▸ Assignment: Go through the data and copy each line where the string "point" appears.

┌────────

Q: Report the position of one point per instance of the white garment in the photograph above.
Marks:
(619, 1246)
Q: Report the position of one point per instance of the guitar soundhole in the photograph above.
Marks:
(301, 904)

└────────

▸ Solution:
Q: Report the position of one point per instance of the white garment in the photograph above.
Q: Report the position of one point per instance of the guitar soundhole in the photograph above.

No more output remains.